WORK ITEM >> After finding the line with "Query: mountain range" in the entries below, retype exactly each line from there through the line with "this sample: (237,330).", including that final line.

· · · · · · ·

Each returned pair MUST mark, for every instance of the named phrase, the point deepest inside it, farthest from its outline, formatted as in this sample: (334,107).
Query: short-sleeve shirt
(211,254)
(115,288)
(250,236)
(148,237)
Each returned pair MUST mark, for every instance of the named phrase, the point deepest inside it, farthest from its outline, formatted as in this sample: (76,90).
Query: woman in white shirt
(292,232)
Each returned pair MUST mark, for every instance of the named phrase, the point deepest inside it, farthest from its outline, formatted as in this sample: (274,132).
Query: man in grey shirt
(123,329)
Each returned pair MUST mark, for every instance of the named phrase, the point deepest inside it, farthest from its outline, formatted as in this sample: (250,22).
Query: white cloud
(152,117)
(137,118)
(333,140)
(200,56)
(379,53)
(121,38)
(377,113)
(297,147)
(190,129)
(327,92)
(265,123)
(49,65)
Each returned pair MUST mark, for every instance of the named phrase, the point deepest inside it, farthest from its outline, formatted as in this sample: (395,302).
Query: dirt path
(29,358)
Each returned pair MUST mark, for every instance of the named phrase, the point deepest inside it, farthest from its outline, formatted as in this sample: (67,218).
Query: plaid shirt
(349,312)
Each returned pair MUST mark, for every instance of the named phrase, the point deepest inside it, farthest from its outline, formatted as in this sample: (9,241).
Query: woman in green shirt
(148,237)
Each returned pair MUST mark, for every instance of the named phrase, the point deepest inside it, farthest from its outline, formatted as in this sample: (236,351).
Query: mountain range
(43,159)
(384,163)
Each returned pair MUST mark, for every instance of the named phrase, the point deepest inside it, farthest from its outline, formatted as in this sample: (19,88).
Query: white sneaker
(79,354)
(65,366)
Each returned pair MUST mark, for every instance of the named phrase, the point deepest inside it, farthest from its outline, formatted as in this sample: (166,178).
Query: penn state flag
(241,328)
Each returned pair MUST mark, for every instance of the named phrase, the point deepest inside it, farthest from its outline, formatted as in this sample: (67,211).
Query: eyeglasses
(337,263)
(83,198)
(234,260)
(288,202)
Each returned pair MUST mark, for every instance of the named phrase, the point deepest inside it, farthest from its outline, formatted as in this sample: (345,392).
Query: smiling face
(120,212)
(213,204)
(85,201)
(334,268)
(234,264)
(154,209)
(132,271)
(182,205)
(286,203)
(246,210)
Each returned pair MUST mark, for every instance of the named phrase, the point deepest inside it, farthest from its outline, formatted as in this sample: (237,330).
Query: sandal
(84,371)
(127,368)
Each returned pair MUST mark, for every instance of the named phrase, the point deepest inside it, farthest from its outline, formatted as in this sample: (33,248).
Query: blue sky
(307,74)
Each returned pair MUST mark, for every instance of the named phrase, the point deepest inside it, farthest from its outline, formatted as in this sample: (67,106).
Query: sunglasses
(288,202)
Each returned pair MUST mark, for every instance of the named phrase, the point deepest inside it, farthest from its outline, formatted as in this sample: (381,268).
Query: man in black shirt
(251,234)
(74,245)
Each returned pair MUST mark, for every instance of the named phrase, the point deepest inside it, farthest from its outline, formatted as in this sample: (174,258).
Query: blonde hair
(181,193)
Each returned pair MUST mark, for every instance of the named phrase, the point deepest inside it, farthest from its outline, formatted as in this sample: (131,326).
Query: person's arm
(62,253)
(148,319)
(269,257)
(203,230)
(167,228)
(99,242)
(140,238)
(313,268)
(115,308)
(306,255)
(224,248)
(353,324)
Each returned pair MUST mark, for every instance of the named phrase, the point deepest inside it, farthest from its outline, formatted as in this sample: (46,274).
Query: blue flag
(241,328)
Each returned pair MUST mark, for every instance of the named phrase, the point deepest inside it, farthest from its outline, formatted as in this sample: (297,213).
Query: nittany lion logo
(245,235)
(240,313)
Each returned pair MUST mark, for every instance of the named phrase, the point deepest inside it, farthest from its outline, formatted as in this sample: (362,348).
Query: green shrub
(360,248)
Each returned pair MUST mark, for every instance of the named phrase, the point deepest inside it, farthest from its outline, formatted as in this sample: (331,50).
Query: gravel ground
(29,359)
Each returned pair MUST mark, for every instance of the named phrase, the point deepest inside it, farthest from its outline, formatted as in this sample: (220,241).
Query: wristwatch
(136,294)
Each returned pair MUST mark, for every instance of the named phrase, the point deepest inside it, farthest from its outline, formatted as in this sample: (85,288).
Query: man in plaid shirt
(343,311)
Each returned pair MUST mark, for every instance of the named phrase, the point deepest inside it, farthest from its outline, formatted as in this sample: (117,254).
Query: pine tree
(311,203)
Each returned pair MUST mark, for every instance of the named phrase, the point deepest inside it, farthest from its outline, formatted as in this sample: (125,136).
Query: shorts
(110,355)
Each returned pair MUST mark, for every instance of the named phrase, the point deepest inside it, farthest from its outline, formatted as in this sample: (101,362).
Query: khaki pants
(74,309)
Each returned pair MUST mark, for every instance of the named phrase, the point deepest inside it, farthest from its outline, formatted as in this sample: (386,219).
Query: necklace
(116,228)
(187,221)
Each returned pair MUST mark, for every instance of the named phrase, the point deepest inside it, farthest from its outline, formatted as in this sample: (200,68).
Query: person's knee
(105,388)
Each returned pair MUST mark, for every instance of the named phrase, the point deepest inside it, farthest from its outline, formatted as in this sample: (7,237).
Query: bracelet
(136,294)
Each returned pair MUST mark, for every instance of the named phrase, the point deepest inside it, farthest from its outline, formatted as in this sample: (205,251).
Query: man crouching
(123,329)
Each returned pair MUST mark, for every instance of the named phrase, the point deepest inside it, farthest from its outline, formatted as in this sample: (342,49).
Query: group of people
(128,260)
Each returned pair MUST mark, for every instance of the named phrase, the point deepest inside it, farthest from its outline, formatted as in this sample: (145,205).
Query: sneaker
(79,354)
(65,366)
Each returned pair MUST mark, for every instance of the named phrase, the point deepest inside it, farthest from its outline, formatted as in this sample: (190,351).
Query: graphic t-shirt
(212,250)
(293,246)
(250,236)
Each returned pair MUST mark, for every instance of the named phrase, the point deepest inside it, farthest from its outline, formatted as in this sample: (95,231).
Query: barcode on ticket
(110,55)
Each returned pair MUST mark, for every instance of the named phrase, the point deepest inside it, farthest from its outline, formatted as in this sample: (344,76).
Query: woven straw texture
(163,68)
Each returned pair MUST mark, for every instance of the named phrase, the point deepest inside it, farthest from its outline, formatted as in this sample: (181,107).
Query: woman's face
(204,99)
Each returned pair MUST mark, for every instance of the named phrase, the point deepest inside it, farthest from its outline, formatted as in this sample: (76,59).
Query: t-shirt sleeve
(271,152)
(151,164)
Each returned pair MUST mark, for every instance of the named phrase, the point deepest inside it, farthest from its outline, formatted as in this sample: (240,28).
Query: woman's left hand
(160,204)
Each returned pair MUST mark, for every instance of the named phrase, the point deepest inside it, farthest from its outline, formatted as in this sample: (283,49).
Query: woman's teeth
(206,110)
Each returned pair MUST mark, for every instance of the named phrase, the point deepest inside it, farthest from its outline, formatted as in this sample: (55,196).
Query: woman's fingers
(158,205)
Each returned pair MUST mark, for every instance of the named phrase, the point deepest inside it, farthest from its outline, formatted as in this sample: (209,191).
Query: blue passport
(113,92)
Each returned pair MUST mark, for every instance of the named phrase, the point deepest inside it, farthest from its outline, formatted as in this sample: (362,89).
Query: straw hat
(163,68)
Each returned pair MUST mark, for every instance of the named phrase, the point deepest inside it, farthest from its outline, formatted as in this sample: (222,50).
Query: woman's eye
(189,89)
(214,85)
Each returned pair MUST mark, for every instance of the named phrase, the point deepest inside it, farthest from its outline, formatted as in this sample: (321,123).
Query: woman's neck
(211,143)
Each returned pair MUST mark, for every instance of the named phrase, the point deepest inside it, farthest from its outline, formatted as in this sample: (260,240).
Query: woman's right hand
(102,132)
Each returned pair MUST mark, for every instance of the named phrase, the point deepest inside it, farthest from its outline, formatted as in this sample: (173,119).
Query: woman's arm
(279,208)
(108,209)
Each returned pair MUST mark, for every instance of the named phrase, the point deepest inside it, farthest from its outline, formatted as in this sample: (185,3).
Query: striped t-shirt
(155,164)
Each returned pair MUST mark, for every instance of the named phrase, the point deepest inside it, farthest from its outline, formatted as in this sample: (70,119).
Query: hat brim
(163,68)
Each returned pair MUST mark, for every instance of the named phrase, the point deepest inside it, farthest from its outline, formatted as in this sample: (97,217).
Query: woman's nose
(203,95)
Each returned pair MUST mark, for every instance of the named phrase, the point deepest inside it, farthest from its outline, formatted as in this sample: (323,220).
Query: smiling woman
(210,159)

· · · · · · ·

FINISHED EXERCISE >>
Query: mountain range
(43,159)
(384,163)
Each returned pair MUST mark, for every instance of the named phrase, the point deepest inside it, farthest from its outline, formatted as in this sample: (19,88).
Query: white sneaker
(79,354)
(65,366)
Each returned pair MUST mark, for every instance of the named phrase, the point deepest inside it, farthest from its outline, formatted as in this sample: (166,178).
Query: penn state flag
(241,328)
Each returned pair MUST mark, for every instance of the named phrase, the point deepest inside it, farthest from its outline, formatted as in this sample: (67,211).
Query: eyeglasses
(337,263)
(83,198)
(234,260)
(288,202)
Each returned pair MUST mark, for every instance of the named phrase, the point deepest inside it, farthest from its outline, formatted as in this sample: (345,392).
Query: smiling face
(120,212)
(213,204)
(85,201)
(334,268)
(234,264)
(154,209)
(132,271)
(182,205)
(286,203)
(246,210)
Each returned pair MUST mark, for every instance of the named phrase, the point deepest inside it, farthest from its outline, formatted as in this sample: (237,330).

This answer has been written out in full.